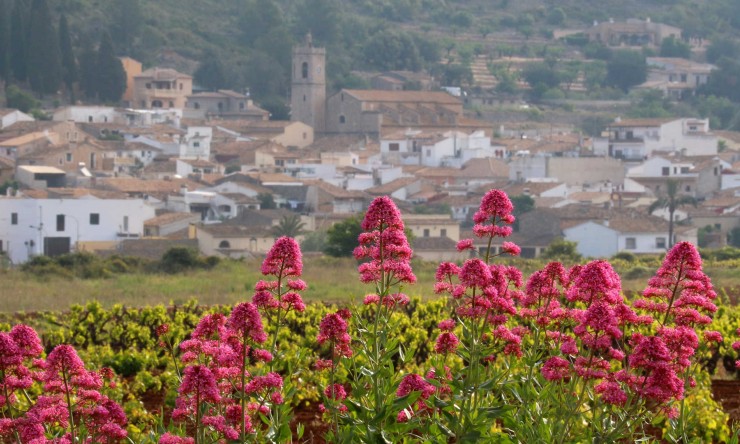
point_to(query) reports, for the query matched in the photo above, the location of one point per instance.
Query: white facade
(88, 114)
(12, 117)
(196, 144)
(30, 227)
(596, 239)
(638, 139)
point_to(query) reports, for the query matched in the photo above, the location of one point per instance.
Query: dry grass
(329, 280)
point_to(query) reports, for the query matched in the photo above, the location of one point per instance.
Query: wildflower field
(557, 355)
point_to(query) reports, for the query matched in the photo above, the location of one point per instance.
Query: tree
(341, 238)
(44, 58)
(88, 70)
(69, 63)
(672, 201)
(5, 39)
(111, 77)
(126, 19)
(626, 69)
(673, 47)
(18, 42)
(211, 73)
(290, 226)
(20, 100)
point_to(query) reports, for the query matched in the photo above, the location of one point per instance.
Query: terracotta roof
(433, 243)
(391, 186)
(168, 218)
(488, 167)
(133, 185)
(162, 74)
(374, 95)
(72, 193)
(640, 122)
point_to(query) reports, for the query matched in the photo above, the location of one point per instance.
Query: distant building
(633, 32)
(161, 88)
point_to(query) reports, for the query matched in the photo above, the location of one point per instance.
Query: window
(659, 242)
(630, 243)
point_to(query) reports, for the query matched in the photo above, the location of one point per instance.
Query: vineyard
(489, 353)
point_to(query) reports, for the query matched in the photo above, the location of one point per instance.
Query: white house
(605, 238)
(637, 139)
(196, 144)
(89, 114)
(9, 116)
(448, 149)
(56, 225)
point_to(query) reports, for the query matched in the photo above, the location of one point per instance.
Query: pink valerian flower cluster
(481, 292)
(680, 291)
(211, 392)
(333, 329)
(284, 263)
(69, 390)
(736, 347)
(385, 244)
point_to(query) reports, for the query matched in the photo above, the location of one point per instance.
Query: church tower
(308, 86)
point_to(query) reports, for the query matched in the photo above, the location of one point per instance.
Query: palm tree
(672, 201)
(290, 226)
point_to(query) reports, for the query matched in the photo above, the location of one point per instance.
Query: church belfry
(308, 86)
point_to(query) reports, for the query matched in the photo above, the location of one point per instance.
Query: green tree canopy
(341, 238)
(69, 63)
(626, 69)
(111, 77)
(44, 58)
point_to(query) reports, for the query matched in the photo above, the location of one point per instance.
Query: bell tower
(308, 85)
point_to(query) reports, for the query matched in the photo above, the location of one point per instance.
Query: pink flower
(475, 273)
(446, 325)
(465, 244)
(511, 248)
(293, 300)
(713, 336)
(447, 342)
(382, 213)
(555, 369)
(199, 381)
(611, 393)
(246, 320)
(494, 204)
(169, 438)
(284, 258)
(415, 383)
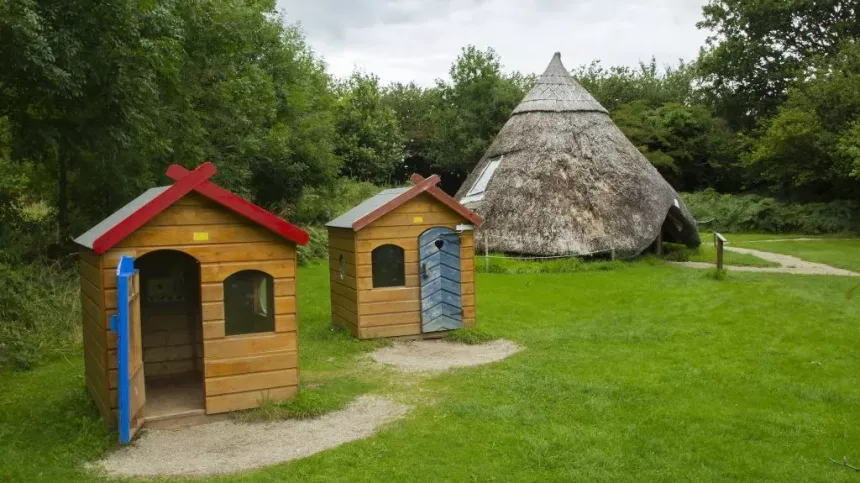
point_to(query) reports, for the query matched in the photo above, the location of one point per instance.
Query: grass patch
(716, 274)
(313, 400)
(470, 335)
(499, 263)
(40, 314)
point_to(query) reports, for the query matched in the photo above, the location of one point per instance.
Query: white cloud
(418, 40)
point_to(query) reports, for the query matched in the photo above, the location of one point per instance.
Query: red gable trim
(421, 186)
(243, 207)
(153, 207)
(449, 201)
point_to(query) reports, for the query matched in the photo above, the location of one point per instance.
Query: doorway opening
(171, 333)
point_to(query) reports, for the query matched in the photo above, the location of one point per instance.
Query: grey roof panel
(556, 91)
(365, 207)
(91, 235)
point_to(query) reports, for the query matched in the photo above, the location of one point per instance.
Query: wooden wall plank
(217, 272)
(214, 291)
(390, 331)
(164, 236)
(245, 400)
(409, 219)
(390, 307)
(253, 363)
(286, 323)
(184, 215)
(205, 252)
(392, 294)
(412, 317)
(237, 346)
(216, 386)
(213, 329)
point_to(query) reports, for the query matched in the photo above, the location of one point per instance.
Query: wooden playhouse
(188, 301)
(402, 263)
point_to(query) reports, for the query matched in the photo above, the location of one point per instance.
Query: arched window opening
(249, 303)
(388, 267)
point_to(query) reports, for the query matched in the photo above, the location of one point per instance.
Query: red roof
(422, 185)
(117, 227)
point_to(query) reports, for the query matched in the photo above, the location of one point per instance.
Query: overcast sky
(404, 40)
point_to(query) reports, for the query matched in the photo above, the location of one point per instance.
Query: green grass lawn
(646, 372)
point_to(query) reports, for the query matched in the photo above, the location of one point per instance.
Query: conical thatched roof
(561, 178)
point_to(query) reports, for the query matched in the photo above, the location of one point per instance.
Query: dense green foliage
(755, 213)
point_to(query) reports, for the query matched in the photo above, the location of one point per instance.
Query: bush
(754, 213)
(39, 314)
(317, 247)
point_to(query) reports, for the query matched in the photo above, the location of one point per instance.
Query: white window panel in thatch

**What the task asks**
The preceding listing is to be restated word for word, with every picture omitted.

**Task answer**
point_to(query) reports, for the query matched in the photo above, the location of one point per instance.
Query: white facade
(88, 114)
(12, 117)
(196, 144)
(30, 227)
(596, 239)
(638, 139)
point_to(query) reports, for the query matched in the photo above, the location of one point per instance.
Query: dry grass
(329, 280)
point_to(query) reports, for the query matched in the photo above, the location of one point per instance.
Query: wildflower field
(557, 355)
point_to(query) reports, for the query matched in the photo above, the location of one point per instance.
Query: tree
(341, 238)
(44, 58)
(88, 70)
(69, 63)
(672, 201)
(5, 39)
(111, 77)
(126, 19)
(626, 69)
(673, 47)
(18, 42)
(211, 73)
(290, 226)
(20, 100)
point_to(query) reports, for the query matched in the photo above, the location of one point per instance.
Query: terracotta roof
(433, 243)
(391, 186)
(168, 218)
(488, 167)
(133, 185)
(162, 74)
(374, 95)
(72, 193)
(640, 122)
point_to(query) reports, for the query matched in the photo above, the location of one point per instance.
Query: distant building
(633, 32)
(161, 88)
point_to(query) reports, for the query matched in the photo above, the location of one point per instance.
Query: window
(659, 242)
(630, 243)
point_to(query) reports, for the query matched in the photo above, the location of one point per instance.
Query: vineyard
(489, 353)
point_to(query) reports, for the query matched in the photo above, the location of one point per instance.
Query: white house
(605, 238)
(637, 139)
(196, 144)
(89, 114)
(9, 116)
(448, 149)
(56, 225)
point_to(query) reports, for the query matched in the photo above, the location of one point per instance.
Query: pink valerian flower cluster
(481, 292)
(680, 291)
(211, 392)
(333, 329)
(284, 263)
(69, 390)
(736, 347)
(385, 244)
point_to(query) reports, for the query matched in the photo above, the location of one point per instance.
Query: church tower
(308, 86)
point_to(query) reports, for the query matched in the photo above, the location of one point per instance.
Query: palm tree
(672, 201)
(290, 226)
point_to(query) reports, for the query matched in the photo above, the location of one point per instance.
Query: church belfry
(308, 86)
point_to(query) reports, for the query matched in the photo above, the location of one point per instance.
Query: green tree canopy
(341, 238)
(69, 63)
(626, 69)
(111, 77)
(44, 58)
point_to(query) reports, for the query matched in the photo above, the location of one point per instance.
Query: bell tower
(308, 85)
point_to(query) reports, for the query matched in the photo above, the location of one point per instance.
Query: pink flower
(475, 273)
(446, 325)
(465, 244)
(511, 248)
(293, 300)
(713, 336)
(447, 342)
(382, 213)
(555, 369)
(199, 381)
(611, 393)
(246, 320)
(494, 204)
(169, 438)
(284, 258)
(415, 383)
point_to(query) reports, for the query matched in the photo above, the location of one point per instance.
Query: grass patch
(716, 274)
(313, 400)
(470, 335)
(499, 263)
(40, 314)
point_to(query) reports, for the query matched in the photo above, the location of one point per instance.
Query: white cloud
(418, 40)
point_to(query) reports, for the query matched in the photo above, the location of one point per instance.
Query: red gable trim
(421, 186)
(243, 207)
(153, 207)
(449, 201)
point_to(query) reports, for the query matched in the photo above, the location of one point per instance.
Query: doorway opening
(171, 333)
point_to(query) reports, for the query matched in the photo above, the location of one point per instance.
Query: grey roof panel
(556, 91)
(365, 207)
(91, 235)
point_to(query) reports, for the query matched in the photo above, the location of one point per instance.
Query: wooden wall plank
(217, 272)
(214, 291)
(390, 331)
(164, 236)
(245, 400)
(409, 219)
(390, 307)
(253, 363)
(286, 323)
(184, 215)
(205, 252)
(392, 294)
(412, 317)
(237, 346)
(216, 386)
(213, 329)
point_to(query) reports, for the query matched in the photo above, the location of one point per instance.
Query: wooden playhouse
(188, 301)
(402, 263)
point_to(query) reports, for the query matched in the photo above, the location of one point per instance.
Query: arched window opening
(249, 303)
(388, 267)
point_to(query) reports, for the query matched in the photo above, the location of one point per instance.
Query: red roof
(422, 185)
(117, 227)
point_to(query) reports, for the query matched in the photo above, the location of one point per instance.
Query: overcast sky
(404, 40)
point_to(query) reports, for the query matched in the photo above, the location of one point per instance.
Query: green grass lawn
(646, 372)
point_to(query) reports, for the query matched in the photo above, the location of one point per instance.
Query: conical thatched roof
(561, 178)
point_to(query) reports, for the query matched in the photo above, the location of one point per instance.
Query: dense green foliage
(755, 213)
point_to(query) reports, for the query matched in the photo above, the location of one point per instance.
Query: bush
(754, 213)
(39, 314)
(317, 247)
point_to(query) reports, for the query matched in the photo above, the location of one point per instance.
Query: white window panel in thatch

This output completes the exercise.